PASSAGE FOR REVIEW:
From Malaria (Ed. I. Sherman) ASM Press, Wash. D.C. 1998
Invasion - Merozoites
Merozoites are small ovoid cells 1.5-2.5µm in length and 1.0-2.0µm in width .
From Malaria (Ed. I. Sherman) ASM Press, Wash.
D.C. 1998
They have a surface coat, pellicular membrane complex, nucleus, chromosomes, mitochondria, endoplasmic reticulum, a Golgi apparatus, cytostome, microspheres, polar rings, microtubules and several apical organelles that are specialized for invasion of erythrocytes: rhoptries and micronemes. The initial interaction between the merozoite and red cell surface is by random collision and involves reversible binding, however in order for the merozoite to invade it must re-orient itself so the apical end is in contact with red blood cell surface. The attachment and reorientation of the merozoite is via the interaction of the merozoite surface protein, MSP-1, and its proteolytically processed products (as well as perhaps several other MSPs) with specific red blood cell receptors. Micronemes contain a variety of proteins that serve to irreversibly bind the merozoite to specific receptors on the red cell surface. In P. vivax and P. knowlesi discharge of a 135-140kD protein binds to the Duffy factor, whereas in P. falciparum the protein has a molecular size of 175kD (and is called the erythrocyte binding antigen, EBA-175) and binds to glycophorin A. The genes encoding these micronemal erythrocyte- binding proteins have been cloned and sequenced.

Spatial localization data

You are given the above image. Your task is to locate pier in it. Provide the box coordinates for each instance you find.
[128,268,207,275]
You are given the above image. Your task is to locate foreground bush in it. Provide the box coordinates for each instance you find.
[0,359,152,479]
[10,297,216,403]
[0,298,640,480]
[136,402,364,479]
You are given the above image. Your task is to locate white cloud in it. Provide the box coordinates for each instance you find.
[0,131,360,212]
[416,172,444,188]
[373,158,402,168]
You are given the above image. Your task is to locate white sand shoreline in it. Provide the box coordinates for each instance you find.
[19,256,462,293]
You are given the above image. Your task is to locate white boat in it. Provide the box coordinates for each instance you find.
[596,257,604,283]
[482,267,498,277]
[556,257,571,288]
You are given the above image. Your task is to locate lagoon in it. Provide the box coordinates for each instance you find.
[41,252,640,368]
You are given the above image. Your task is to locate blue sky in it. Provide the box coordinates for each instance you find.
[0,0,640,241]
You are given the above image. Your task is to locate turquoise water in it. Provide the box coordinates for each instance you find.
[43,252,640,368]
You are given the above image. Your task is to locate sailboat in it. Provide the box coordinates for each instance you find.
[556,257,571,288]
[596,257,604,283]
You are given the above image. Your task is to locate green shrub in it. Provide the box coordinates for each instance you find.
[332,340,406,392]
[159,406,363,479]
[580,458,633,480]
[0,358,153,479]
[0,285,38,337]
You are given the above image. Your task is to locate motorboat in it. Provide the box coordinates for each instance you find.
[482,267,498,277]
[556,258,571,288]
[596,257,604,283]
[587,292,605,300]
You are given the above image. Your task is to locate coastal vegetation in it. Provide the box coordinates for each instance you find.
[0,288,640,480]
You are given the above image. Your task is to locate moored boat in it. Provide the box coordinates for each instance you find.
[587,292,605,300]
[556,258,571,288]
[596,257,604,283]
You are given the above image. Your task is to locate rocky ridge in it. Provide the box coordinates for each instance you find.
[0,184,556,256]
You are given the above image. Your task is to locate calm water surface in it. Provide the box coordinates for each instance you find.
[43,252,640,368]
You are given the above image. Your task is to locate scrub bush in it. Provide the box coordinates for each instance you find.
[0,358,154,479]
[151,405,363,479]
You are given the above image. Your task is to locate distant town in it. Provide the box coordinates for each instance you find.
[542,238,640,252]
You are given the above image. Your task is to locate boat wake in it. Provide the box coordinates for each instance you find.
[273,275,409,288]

EXERCISE OBJECTIVE: Reproduce the part of the merozoite invasion passage between "From Malaria (Ed. I. Sherman) ASM Press, Wash. D.C." and "1.0-2.0µm in width .", inclusive.

YOUR SOLUTION:
From Malaria (Ed. I. Sherman) ASM Press, Wash. D.C. 1998
Invasion - Merozoites
Merozoites are small ovoid cells 1.5-2.5µm in length and 1.0-2.0µm in width .